** WHAT IS ASKED **
Retype each entry below exactly as it stands.

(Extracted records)
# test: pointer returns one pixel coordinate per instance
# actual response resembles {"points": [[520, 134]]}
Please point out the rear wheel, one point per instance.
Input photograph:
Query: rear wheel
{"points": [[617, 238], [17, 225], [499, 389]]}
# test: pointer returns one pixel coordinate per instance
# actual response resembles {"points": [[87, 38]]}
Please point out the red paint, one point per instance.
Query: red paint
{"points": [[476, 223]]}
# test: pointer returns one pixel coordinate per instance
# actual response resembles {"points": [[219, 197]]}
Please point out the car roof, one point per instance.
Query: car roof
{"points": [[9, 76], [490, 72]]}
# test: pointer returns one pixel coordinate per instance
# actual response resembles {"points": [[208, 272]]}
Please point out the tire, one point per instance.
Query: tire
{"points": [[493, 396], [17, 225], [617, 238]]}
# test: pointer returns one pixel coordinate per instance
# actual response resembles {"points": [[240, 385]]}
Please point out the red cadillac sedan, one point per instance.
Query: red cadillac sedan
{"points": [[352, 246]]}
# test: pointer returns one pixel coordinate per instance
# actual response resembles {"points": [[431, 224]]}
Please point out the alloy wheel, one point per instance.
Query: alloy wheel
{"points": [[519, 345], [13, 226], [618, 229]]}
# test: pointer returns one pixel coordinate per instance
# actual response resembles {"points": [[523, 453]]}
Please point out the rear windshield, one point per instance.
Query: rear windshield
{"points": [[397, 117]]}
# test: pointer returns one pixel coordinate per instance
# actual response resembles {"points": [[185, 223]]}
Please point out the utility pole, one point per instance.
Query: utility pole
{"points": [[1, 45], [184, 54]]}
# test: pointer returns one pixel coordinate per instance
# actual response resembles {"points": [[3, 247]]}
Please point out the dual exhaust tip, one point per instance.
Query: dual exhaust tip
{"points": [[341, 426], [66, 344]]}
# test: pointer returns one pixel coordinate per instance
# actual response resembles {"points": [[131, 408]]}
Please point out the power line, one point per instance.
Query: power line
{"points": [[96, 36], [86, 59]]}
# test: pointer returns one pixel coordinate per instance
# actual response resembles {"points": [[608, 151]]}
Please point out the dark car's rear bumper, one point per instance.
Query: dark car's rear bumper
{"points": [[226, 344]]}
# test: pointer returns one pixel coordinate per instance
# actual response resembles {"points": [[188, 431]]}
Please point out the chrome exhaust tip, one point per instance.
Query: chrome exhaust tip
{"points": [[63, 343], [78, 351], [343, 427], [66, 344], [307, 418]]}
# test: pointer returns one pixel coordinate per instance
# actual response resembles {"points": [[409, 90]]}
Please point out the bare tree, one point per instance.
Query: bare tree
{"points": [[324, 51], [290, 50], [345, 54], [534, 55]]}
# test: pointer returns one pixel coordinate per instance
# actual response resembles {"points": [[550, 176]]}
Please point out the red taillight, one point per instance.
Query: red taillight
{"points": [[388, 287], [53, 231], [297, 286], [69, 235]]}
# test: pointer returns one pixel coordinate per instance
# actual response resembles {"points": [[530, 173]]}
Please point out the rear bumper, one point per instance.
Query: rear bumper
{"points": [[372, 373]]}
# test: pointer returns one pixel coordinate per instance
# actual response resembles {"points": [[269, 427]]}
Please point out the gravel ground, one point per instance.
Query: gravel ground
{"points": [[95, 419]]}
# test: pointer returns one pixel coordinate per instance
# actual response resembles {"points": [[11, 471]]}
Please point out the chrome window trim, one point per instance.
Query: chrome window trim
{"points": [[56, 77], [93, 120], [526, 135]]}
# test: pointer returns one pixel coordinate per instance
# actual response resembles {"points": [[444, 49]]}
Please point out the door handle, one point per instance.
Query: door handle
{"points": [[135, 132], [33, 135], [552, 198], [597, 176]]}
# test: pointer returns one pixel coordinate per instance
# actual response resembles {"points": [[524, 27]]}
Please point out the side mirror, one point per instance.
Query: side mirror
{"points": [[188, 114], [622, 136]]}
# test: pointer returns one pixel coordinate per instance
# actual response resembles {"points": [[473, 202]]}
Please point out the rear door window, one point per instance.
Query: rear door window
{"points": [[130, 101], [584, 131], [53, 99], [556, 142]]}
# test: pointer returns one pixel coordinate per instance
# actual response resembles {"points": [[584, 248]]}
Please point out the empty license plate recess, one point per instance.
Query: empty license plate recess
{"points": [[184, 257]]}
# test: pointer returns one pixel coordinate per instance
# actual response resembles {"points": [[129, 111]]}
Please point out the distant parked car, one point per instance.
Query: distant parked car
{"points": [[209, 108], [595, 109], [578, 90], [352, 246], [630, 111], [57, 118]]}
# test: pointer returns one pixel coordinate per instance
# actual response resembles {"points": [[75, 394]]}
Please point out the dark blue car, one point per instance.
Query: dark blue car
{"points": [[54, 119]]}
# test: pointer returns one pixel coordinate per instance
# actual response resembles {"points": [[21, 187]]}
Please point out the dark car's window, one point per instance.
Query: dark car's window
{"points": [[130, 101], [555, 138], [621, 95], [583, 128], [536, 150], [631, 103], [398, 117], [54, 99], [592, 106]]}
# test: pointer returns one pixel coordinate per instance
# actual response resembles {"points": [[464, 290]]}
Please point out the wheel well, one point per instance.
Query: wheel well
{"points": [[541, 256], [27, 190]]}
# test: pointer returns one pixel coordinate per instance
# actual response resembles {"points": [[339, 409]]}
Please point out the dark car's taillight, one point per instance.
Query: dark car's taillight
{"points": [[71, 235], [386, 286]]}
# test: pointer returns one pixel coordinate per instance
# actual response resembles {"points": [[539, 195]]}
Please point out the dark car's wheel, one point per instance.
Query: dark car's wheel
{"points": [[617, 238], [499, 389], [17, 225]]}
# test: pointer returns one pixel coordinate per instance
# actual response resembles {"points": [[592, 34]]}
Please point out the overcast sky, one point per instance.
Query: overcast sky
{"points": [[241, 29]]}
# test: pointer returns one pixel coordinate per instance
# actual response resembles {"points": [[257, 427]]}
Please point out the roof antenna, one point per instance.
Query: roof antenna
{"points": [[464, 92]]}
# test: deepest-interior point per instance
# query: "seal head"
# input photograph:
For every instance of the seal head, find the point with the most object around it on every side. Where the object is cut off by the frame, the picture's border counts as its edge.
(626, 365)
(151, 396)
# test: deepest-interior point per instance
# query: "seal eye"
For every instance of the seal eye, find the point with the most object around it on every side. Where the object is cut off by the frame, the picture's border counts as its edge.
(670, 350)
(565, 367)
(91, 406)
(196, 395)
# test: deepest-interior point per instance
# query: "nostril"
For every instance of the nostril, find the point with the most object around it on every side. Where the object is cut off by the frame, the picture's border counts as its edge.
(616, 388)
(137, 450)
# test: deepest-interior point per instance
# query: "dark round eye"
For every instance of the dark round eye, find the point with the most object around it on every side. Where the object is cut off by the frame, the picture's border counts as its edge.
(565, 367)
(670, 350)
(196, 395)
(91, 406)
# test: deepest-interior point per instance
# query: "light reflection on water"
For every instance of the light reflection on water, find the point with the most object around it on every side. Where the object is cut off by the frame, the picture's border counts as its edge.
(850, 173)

** WORKED ANSWER **
# test: pointer returns one pixel coordinate per instance
# actual response resembles {"points": [[520, 134]]}
Please point out the rear wheel, one point per instance.
Input photograph:
Query: rear wheel
{"points": [[617, 238], [17, 225], [499, 389]]}
# test: pointer returns one pixel coordinate per instance
# actual response resembles {"points": [[87, 38]]}
Please point out the red paint, one point per instance.
Query: red paint
{"points": [[476, 223]]}
# test: pointer returns one pixel coordinate per instance
# actual response resembles {"points": [[219, 197]]}
Please point out the car roof, one point per instance.
Query: car roof
{"points": [[9, 76], [490, 72]]}
# test: pointer returns one pixel coordinate per instance
# actual response resembles {"points": [[208, 272]]}
Please point out the tire, one point per instance.
Query: tire
{"points": [[493, 396], [17, 225], [617, 238]]}
# test: pointer returns one pixel coordinate per instance
# actual response resembles {"points": [[240, 385]]}
Please point out the red cadillac sedan, one point per instance.
Query: red cadillac sedan
{"points": [[352, 246]]}
# test: pointer returns one pixel coordinate per instance
# actual response resembles {"points": [[431, 224]]}
Please point out the alloy wheel, one point per instance.
Query: alloy wheel
{"points": [[519, 345], [13, 226], [618, 229]]}
# test: pointer returns one pixel coordinate per instance
# actual response resembles {"points": [[523, 453]]}
Please point out the rear windshield, one point per instance.
Query: rear windshield
{"points": [[397, 117]]}
# test: pointer returns one pixel coordinate per instance
# actual response resembles {"points": [[185, 223]]}
Please point out the utility pole, one point per instance.
Query: utility pole
{"points": [[1, 45], [184, 54]]}
# test: pointer returns one pixel coordinate per instance
# actual response resembles {"points": [[3, 247]]}
Please point out the dual exhaust tip, one point per instance.
Query: dual exhaust tip
{"points": [[341, 426], [66, 344]]}
# test: pointer returns one pixel coordinate per instance
# actual response resembles {"points": [[131, 408]]}
Please point out the power line, one point per instance.
Query: power line
{"points": [[96, 36], [86, 59]]}
# test: pointer returns one pixel coordinate per instance
# actual response resembles {"points": [[608, 151]]}
Please point out the dark car's rear bumper, one point per instance.
Query: dark car's rear bumper
{"points": [[226, 344]]}
# test: pointer returns one pixel coordinate per instance
# actual response resembles {"points": [[188, 431]]}
Please point out the chrome exhaust tip, one point per instance.
Query: chrome exhaust tip
{"points": [[63, 343], [78, 351], [343, 427], [66, 344], [307, 418]]}
# test: pointer returns one pixel coordinate per instance
# actual response resembles {"points": [[409, 90]]}
Please point out the bare tree, one point per instance.
Query: bare tree
{"points": [[324, 51], [290, 50], [345, 54], [534, 55]]}
# test: pointer returns one pixel coordinate per instance
# actual response resembles {"points": [[550, 176]]}
Please point out the red taillight, one point per instance.
Query: red taillight
{"points": [[388, 287], [53, 231], [297, 286], [69, 235]]}
# test: pointer returns one pixel coordinate per instance
# actual response resembles {"points": [[530, 173]]}
Please point out the rear bumper, one point per instance.
Query: rear bumper
{"points": [[372, 373]]}
# test: pointer returns one pixel coordinate per instance
# actual response resembles {"points": [[269, 427]]}
Please point out the gravel ground, one point per instance.
Query: gravel ground
{"points": [[95, 419]]}
# test: pointer returns one pixel coordinate per instance
# actual response resembles {"points": [[11, 471]]}
Please point out the chrome window trim, one point per instance.
Query: chrome window trim
{"points": [[56, 77], [93, 120], [526, 135]]}
# test: pointer returns one pixel coordinate per instance
# actual response resembles {"points": [[444, 49]]}
Please point out the door handle, one point per instance.
Query: door handle
{"points": [[135, 132], [33, 135], [552, 198], [597, 176]]}
# test: pointer returns one pixel coordinate per instance
# actual response resembles {"points": [[524, 27]]}
Please point out the side mirror, one point per instance.
Query: side mirror
{"points": [[188, 114], [622, 136]]}
# test: pointer returns one pixel coordinate per instance
# actual response resembles {"points": [[473, 202]]}
Please point out the rear door window, one point per instance.
Query: rear door window
{"points": [[130, 101], [584, 131], [53, 99], [556, 142]]}
# test: pointer returns one pixel coordinate per instance
# actual response resembles {"points": [[584, 248]]}
Please point out the empty license plate recess, one point per instance.
Query: empty license plate recess
{"points": [[184, 257]]}
# test: pointer returns one pixel coordinate per instance
# actual response resembles {"points": [[129, 111]]}
Please point out the distant parked car, one point per instance.
Query: distant parked car
{"points": [[209, 108], [595, 109], [578, 90], [352, 246], [630, 111], [57, 118]]}
# test: pointer returns one pixel coordinate per instance
# actual response resembles {"points": [[75, 394]]}
Please point out the dark blue car, one point per instance.
Query: dark blue car
{"points": [[54, 119]]}
# test: pointer returns one pixel coordinate per instance
# actual response resembles {"points": [[21, 187]]}
Please point out the dark car's window, one point per instance.
Query: dark car's window
{"points": [[130, 101], [555, 138], [621, 95], [583, 128], [536, 150], [631, 103], [398, 117], [54, 99], [592, 106]]}
# test: pointer returns one pixel coordinate per instance
# actual response resembles {"points": [[464, 290]]}
Please point out the wheel well, one point per instance.
Query: wheel well
{"points": [[541, 256], [27, 190]]}
# test: pointer returns one pixel coordinate per instance
# actual response resembles {"points": [[339, 409]]}
Please point out the dark car's taillight, one point per instance.
Query: dark car's taillight
{"points": [[71, 235], [386, 286]]}
# test: pointer returns one pixel coordinate per instance
# actual response resembles {"points": [[539, 195]]}
Please point out the dark car's wheel, one point per instance.
Query: dark car's wheel
{"points": [[617, 238], [499, 389], [17, 225]]}
# test: pointer returns one pixel coordinate per instance
# actual response resembles {"points": [[592, 34]]}
Please point out the overcast sky, one point per instance.
Query: overcast sky
{"points": [[241, 29]]}
# test: pointer returns one pixel coordinate per instance
# actual response resembles {"points": [[257, 427]]}
Please point out the roof antenna, one point per instance.
Query: roof antenna
{"points": [[464, 92]]}
# test: deepest-interior point per instance
# query: "seal head"
# input photograph:
For every instance of the seal head, find the point with the most object around it on every side. Where the object is cut off by the frame, the picture's border counts as its edge.
(626, 365)
(151, 396)
# test: deepest-interior point per instance
# query: "seal eye"
For every instance of the seal eye, find the point with the most object around it on every side. Where the object is cut off by the frame, the picture's border counts as its edge.
(670, 350)
(565, 367)
(91, 406)
(196, 395)
# test: deepest-interior point per instance
# query: "nostril"
For every instance of the nostril, find the point with the most object around it on every side. Where the object is cut off by the frame, the picture's border counts as its edge.
(616, 388)
(137, 450)
# test: deepest-interior point per instance
# query: "dark round eye"
For every instance of the dark round eye, find the point with the most object around it on every side. Where the object is cut off by the frame, the picture's border counts as its edge.
(565, 367)
(670, 350)
(196, 395)
(91, 406)
# test: deepest-interior point per instance
# query: "light reflection on water"
For every instance of the light reflection on water, find the point with the most object around it on every side. Where the object is cut off by the frame, the picture's border counts as its edge.
(850, 173)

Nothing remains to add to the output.